■ Task to complete
Reproduce every line of the data below verbatim, keeping each character, number, and line break unchanged.

■ Exercise material
** Begin **

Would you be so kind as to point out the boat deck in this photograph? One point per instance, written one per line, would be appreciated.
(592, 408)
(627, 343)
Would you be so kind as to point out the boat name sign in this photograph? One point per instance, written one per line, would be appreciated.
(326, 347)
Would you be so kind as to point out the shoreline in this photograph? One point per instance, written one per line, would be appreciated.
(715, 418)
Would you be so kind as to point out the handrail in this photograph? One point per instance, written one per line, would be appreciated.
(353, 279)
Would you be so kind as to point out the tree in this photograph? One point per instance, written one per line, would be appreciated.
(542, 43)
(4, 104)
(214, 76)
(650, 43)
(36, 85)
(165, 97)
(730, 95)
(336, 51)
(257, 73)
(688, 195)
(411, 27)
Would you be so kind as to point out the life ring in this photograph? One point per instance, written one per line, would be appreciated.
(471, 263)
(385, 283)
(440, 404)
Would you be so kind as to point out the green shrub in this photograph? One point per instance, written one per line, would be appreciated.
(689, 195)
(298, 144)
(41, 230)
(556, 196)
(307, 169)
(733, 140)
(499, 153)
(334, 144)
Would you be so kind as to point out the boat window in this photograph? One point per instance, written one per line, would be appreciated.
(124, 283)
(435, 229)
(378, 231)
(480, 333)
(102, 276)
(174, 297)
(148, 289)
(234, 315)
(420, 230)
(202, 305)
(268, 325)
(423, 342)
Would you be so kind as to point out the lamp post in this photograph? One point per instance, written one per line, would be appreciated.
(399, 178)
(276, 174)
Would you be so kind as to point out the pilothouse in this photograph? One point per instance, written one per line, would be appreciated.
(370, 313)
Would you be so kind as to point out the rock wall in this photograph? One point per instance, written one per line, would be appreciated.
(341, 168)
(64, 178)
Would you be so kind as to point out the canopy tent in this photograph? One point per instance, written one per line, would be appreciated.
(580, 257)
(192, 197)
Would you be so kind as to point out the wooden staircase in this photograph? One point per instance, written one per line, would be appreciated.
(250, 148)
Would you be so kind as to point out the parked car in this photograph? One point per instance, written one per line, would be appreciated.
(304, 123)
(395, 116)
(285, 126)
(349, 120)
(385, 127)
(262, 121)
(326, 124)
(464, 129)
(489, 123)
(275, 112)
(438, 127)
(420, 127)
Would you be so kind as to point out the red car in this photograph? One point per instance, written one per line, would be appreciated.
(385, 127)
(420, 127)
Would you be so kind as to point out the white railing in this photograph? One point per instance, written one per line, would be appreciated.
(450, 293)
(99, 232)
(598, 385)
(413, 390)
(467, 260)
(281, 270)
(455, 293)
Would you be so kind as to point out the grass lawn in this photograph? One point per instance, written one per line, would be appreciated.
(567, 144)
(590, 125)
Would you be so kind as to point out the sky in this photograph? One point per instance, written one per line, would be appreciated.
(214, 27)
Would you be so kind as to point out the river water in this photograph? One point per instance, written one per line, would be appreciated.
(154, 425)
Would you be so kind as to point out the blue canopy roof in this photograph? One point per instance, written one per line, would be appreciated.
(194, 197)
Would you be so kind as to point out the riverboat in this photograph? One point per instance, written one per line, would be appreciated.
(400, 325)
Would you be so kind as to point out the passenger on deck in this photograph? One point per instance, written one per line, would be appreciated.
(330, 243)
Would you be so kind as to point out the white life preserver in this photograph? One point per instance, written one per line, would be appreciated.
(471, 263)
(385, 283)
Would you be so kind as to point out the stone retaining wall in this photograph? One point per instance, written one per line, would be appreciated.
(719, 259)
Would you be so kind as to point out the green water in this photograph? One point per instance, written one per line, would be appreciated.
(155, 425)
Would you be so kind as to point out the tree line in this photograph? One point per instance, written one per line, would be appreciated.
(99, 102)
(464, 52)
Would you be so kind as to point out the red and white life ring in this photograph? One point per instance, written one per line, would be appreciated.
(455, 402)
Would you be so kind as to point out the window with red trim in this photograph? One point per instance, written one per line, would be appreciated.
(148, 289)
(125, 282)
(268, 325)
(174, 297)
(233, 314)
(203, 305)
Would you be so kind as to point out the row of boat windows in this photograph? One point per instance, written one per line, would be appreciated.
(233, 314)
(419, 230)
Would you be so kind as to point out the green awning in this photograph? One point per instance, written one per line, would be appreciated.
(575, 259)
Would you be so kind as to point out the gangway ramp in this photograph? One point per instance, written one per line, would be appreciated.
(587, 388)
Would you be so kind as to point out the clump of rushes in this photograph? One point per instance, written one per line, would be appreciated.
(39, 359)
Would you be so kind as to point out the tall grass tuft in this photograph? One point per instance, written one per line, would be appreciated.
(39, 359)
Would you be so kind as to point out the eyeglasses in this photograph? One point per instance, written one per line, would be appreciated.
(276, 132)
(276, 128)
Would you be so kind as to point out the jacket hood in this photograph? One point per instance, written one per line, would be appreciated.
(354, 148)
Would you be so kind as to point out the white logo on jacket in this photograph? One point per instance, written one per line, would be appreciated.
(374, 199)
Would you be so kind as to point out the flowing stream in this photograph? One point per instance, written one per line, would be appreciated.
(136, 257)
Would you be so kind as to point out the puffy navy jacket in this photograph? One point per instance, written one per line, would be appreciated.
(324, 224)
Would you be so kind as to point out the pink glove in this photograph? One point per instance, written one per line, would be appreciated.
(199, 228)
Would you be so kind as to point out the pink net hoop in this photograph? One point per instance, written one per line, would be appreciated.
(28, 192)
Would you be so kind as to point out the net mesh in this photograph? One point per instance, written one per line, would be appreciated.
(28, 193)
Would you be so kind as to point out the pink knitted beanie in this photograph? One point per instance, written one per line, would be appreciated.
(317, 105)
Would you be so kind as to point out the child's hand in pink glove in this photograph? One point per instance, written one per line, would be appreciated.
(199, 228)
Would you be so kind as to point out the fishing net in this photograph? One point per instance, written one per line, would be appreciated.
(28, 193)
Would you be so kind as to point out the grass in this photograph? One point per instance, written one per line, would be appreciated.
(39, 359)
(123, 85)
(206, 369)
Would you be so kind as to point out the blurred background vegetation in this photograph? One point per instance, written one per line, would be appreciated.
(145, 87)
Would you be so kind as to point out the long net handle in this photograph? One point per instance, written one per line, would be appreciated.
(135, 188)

** End **

■ Task response
Would you be so kind as to point out the boat deck in this photograph? One point per instance, written one per line, would be appreciated.
(592, 408)
(627, 343)
Would you be so kind as to point out the boat name sign in this photograph? One point per instance, written one per line, would be appreciated.
(326, 347)
Would you be so kind as to point out the shoreline in this photograph? One point per instance, written one per line, would be appreciated.
(715, 418)
Would you be so kind as to point out the handrail in this photograph? One point per instance, written one per line, would be appreciated.
(353, 279)
Would you be so kind as to point out the tree in this photograph? One point per instance, written one per line, would be appreciated.
(542, 43)
(4, 104)
(214, 76)
(650, 43)
(36, 85)
(165, 97)
(730, 95)
(336, 51)
(257, 73)
(688, 195)
(411, 27)
Would you be so kind as to point out the life ring in this photograph? One point per instance, written one per line, would be appreciated.
(471, 263)
(385, 283)
(440, 404)
Would you be so kind as to point out the green shrub in this photograph? One point per instance, written one per line, would be appreciated.
(689, 195)
(298, 144)
(41, 230)
(556, 196)
(307, 169)
(733, 140)
(499, 153)
(334, 144)
Would you be so kind as to point out the boat window in this photograph? One point per instance, written one per line, would be appreciated.
(124, 283)
(435, 229)
(378, 231)
(480, 333)
(102, 276)
(174, 297)
(148, 289)
(234, 315)
(420, 230)
(202, 305)
(268, 325)
(423, 342)
Would you be so kind as to point out the lamp post in this photograph? One point per instance, written one per line, would be appreciated.
(399, 178)
(276, 174)
Would you be so kind as to point out the pilothouse in this photograph? One point per instance, written one per line, would be appreciated.
(370, 313)
Would you be so kind as to point out the rock wall in this photograph? One point per instance, written one per line, would be appreciated.
(341, 168)
(64, 178)
Would you be so kind as to point out the canopy tent in this photograph? One point per instance, written one per line, would be appreciated.
(580, 257)
(192, 197)
Would you be so kind as to point out the wooden staircase in this photograph? One point per instance, written one per line, would be appreciated.
(250, 148)
Would you be so kind as to point out the parked car in this photograph? One point per instance, written one per line, would be appreciated.
(304, 123)
(395, 116)
(285, 126)
(349, 120)
(385, 127)
(262, 121)
(326, 124)
(464, 129)
(489, 123)
(275, 112)
(438, 127)
(420, 127)
Would you be so kind as to point out the red car in this photograph? One point per instance, written one per line, would be appreciated.
(385, 127)
(420, 127)
Would you be so kind as to point out the white railing in this photograph? One point per instance, written one per line, would be appreciated.
(450, 293)
(99, 232)
(598, 385)
(413, 390)
(467, 260)
(281, 270)
(455, 293)
Would you be so kind as to point out the grass lawn in this photograph? One point per instance, written one per line, would be appreciated.
(567, 144)
(590, 125)
Would you be so kind as to point out the sky in this photograph? One point per instance, written one per line, would be appreciated.
(214, 27)
Would you be so kind as to point out the river water in this photograph? One point per instance, written one per line, would be appreciated.
(154, 425)
Would you be so kind as to point out the blue canopy roof in this photograph? One point per instance, written one per line, would be appreciated.
(194, 197)
Would you be so kind as to point out the riverboat in this photograph? One point per instance, written one per line, would be appreciated.
(400, 325)
Would you be so kind as to point out the passenger on deck in this photograph? One point per instance, written one per line, would be appreciated.
(330, 243)
Would you be so kind as to point out the white life preserver in this photograph? One point per instance, written one per line, would be appreciated.
(471, 263)
(385, 283)
Would you be so kind as to point out the stone retaining wall in this photograph? One point per instance, written one per line, would be appreciated.
(719, 259)
Would you be so kind as to point out the green water in this photograph? One point per instance, written one per line, would be appreciated.
(155, 425)
Would you be so kind as to point out the tree line in this photograph? One point per instance, written one per line, would be appreciated.
(99, 102)
(464, 52)
Would you be so kind as to point out the red and white life ring in this photograph? One point per instance, written one per line, would be appreciated.
(455, 402)
Would you be so kind as to point out the window with red trim in this photograph? One point per instance, written one per line, would be appreciated.
(148, 289)
(125, 282)
(268, 325)
(174, 297)
(233, 314)
(203, 305)
Would you be so kind as to point out the row of boat windows in this photograph? One point per instance, written one per line, would be appreciated.
(233, 314)
(419, 230)
Would you be so kind as to point out the green awning in this photograph? One point per instance, written one per line, would be appreciated.
(575, 259)
Would you be so kind as to point out the gangway ramp in this photograph? One point per instance, written one per line, would be appreciated.
(587, 388)
Would you be so kind as to point out the clump of rushes in this photograph? One point per instance, written one per line, would be appreciated.
(39, 359)
Would you be so kind as to point out the tall grass tuft in this photograph? One point per instance, written one per line, would be appreciated.
(39, 359)
Would you be so kind as to point out the eyeglasses in this photograph? One point per instance, written one per line, would be appreciated.
(276, 132)
(276, 128)
Would you be so kind as to point out the jacket hood in this photograph? One point per instance, written one per line, would be appreciated.
(354, 148)
Would you be so kind as to point out the white logo on jacket in this photograph? One point per instance, written one per line, would be appreciated.
(374, 199)
Would you be so kind as to point out the flowing stream in this photograph? One point per instance, written one per line, would be appreciated.
(136, 257)
Would you be so kind as to point out the puffy navy jacket in this photograph? One point per instance, written one per line, would be appreciated.
(324, 224)
Would you be so kind as to point out the pink glove in this photograph? One point per instance, written one per line, would be appreciated.
(199, 228)
Would you be so kind as to point out the pink net hoop in this photograph? One point per instance, written one per line, would be appreciated.
(28, 192)
Would you be so kind as to point out the net mesh in this photograph? One point per instance, written one per line, would be appreciated.
(28, 193)
Would you be so kind as to point out the pink knitted beanie in this photograph? One point per instance, written one per line, would be appreciated.
(317, 105)
Would you be so kind as to point out the child's hand in pink glove in this photograph? One point per instance, written one per line, would be appreciated.
(199, 228)
Would you be so kind as to point out the fishing net in this photograph? One point per instance, written one per line, would be appreciated.
(28, 193)
Would you be so kind as to point out the grass in this photograph? One point per instance, written one per line, would be appreciated.
(39, 359)
(123, 85)
(206, 369)
Would you be so kind as to point out the blurred background vegetation in this photograph? One point per instance, written one per line, would be appreciated.
(145, 87)
Would you be so kind as to point out the long net handle in this photograph? One point per instance, written one per line, would be appreciated.
(135, 188)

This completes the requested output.